INSTRUCTIONS TO FOLLOW:
Output the text about the Krishna Mandir in Lahore exactly as it appears, from "The Krishna Mandir" up to and including "being Valmiki Mandir.".

PASSAGE FOR REVIEW:
___

Hindu temple in Pakistan

The Krishna Mandir is a Hindu temple (mandir) dedicated to the Hindu deity Krishna located in Ravi Road, opposite of Timber Market in Lahore, Punjab, Pakistan. In 2006, the temple became a centre of controversy due to media reports on its demolition which later turned out incorrect. In the contemporary era, it is one of two functional Hindu temples in Lahore, the other being Valmiki Mandir.

== 2006 reported demolition ==
Ravi Road is the main Entrance of Lahore from Shahdra, Sheikhupura, Gujranwala & Lahore Ring Road by Niazi Chowk (Batti Chowk), This temple is managed and maintained by the Evacuee Trust Property Board (EPTB).

The Evacuee Trust Property Board had previously allocated a sum of Rs 1.2 million in January 2005 for the renovation and extension of Krishna Mandir. The temple had been badly damaged in clashes that took place after the demolition of the Babri Mosque in the city of Ayodhya, in the state of Uttar Pradesh, in India on 6 December 1992. The website of the Minorities Affairs Division of the Pakistan government states that the tender for the renovation and extension of the temple was awarded on 31 March 2005, and over half of the work had been completed by 30 June 2005. The temple was to be entirely restored by June 2006.

___

(Point-per-instance localization data)
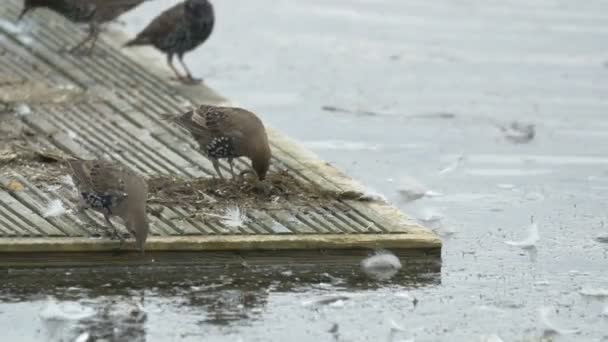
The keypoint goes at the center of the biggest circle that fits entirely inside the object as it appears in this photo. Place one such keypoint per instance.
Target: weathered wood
(225, 243)
(118, 115)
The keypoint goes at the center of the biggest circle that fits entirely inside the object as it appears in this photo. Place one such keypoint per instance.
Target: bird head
(196, 6)
(30, 5)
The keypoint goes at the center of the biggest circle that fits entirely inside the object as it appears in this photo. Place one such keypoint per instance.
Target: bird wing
(99, 176)
(224, 120)
(161, 24)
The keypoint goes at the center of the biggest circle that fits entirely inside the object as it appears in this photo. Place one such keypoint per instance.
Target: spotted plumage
(221, 147)
(113, 190)
(228, 133)
(101, 201)
(178, 30)
(93, 12)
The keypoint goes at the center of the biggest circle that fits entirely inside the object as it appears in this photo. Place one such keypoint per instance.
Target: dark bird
(228, 133)
(113, 190)
(93, 12)
(178, 30)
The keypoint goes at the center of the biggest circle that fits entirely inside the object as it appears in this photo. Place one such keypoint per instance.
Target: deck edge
(422, 241)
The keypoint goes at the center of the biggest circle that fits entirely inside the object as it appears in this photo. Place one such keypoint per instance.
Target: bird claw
(189, 80)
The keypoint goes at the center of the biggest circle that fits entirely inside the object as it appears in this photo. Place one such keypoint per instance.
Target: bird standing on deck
(113, 190)
(93, 12)
(228, 133)
(178, 30)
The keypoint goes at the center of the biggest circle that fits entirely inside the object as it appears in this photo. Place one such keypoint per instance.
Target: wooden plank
(30, 221)
(414, 261)
(124, 123)
(287, 219)
(226, 243)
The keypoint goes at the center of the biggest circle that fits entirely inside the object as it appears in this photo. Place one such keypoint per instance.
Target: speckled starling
(93, 12)
(228, 133)
(178, 30)
(113, 190)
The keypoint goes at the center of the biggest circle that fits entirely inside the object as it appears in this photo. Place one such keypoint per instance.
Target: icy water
(418, 93)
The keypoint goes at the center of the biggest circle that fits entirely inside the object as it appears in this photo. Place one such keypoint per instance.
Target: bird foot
(187, 80)
(77, 51)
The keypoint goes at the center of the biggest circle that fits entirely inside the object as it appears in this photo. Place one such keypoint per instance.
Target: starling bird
(93, 12)
(113, 190)
(178, 30)
(228, 132)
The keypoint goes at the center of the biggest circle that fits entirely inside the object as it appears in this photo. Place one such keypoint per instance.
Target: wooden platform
(108, 106)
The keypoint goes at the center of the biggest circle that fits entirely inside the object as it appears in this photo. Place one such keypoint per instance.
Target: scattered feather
(505, 186)
(430, 215)
(67, 181)
(550, 327)
(594, 292)
(490, 338)
(15, 185)
(530, 241)
(518, 133)
(602, 239)
(333, 300)
(381, 266)
(370, 194)
(453, 166)
(84, 337)
(411, 189)
(65, 311)
(54, 208)
(395, 326)
(233, 217)
(72, 135)
(23, 109)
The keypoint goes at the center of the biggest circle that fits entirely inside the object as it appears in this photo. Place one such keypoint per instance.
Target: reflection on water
(115, 304)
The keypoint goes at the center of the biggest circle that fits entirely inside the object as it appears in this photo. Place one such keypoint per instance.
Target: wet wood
(113, 110)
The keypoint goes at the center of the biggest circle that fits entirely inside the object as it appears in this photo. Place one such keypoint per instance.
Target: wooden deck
(109, 106)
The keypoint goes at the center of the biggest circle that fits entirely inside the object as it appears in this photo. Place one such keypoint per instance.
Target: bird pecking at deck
(228, 133)
(93, 12)
(178, 30)
(113, 190)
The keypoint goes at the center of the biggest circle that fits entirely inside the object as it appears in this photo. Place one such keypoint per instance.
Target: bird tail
(168, 117)
(139, 40)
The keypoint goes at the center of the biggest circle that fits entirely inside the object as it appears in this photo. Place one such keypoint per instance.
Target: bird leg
(216, 166)
(178, 76)
(189, 77)
(114, 230)
(231, 163)
(92, 35)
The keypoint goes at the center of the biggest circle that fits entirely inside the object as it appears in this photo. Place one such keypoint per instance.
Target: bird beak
(25, 10)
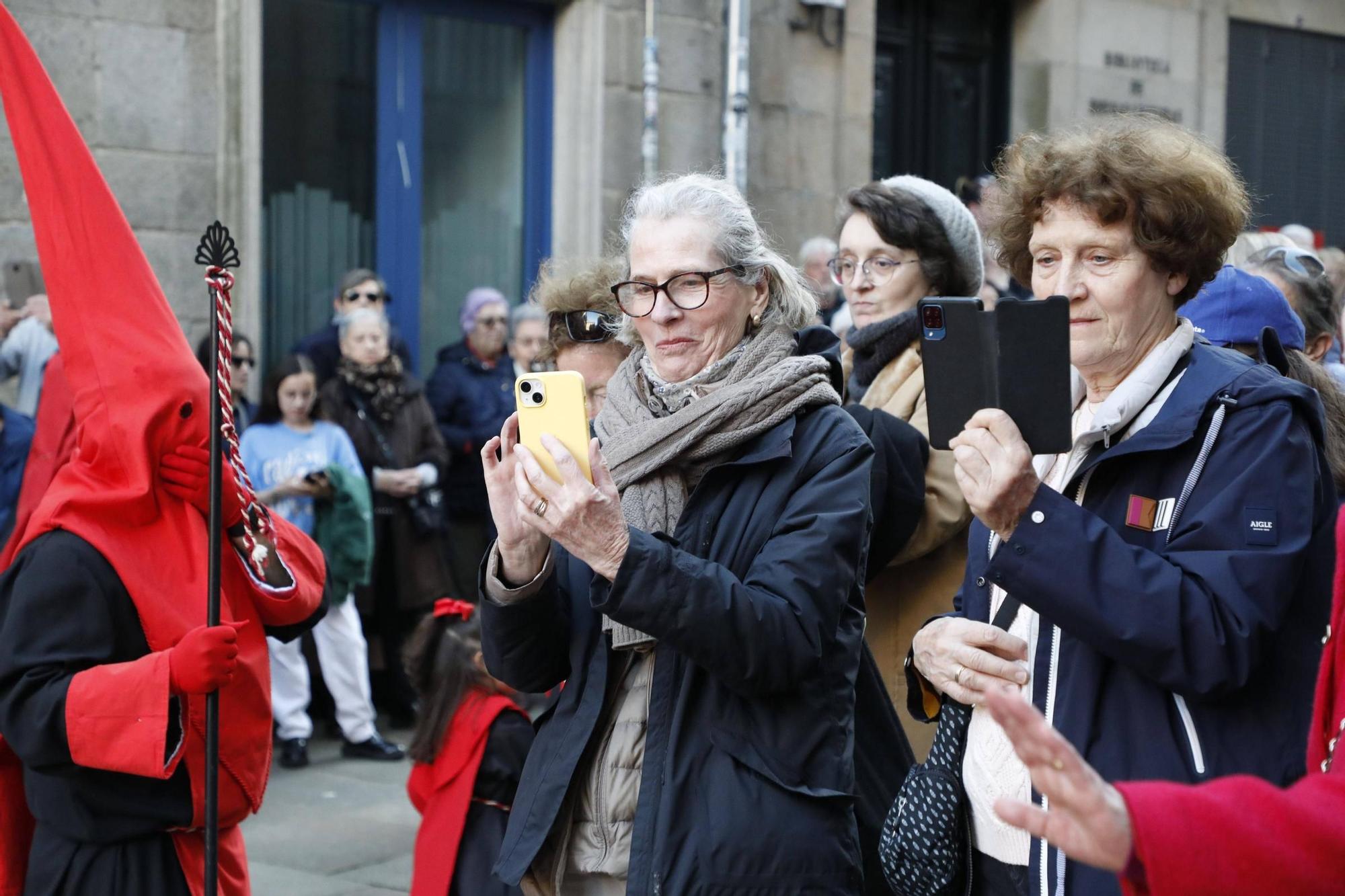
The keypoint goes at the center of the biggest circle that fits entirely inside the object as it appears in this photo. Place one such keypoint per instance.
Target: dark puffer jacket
(1187, 654)
(471, 404)
(758, 606)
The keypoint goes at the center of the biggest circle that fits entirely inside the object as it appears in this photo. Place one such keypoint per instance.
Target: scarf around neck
(657, 459)
(875, 348)
(383, 385)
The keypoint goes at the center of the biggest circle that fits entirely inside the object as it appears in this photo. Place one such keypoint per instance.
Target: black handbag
(927, 841)
(427, 505)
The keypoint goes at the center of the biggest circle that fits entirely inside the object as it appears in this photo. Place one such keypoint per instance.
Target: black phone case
(1015, 358)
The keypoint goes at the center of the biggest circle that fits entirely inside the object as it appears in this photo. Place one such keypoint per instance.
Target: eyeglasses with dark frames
(588, 326)
(878, 271)
(1299, 260)
(352, 295)
(688, 291)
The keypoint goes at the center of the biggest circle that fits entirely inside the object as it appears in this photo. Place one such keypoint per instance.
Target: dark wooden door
(1286, 124)
(941, 107)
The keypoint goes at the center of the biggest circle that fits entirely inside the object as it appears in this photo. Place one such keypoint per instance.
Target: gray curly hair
(738, 239)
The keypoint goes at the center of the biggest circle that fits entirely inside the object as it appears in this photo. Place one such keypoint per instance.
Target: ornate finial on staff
(219, 253)
(217, 248)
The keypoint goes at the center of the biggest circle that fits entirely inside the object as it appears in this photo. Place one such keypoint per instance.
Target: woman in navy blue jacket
(1175, 567)
(703, 600)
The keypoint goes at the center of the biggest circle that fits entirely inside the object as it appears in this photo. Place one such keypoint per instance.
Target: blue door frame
(399, 158)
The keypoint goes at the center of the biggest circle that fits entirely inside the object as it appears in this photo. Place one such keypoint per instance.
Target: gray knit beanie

___

YOUR RESPONSE:
The Krishna Mandir is a Hindu temple (mandir) dedicated to the Hindu deity Krishna located in Ravi Road, opposite of Timber Market in Lahore, Punjab, Pakistan. In 2006, the temple became a centre of controversy due to media reports on its demolition which later turned out incorrect. In the contemporary era, it is one of two functional Hindu temples in Lahore, the other being Valmiki Mandir.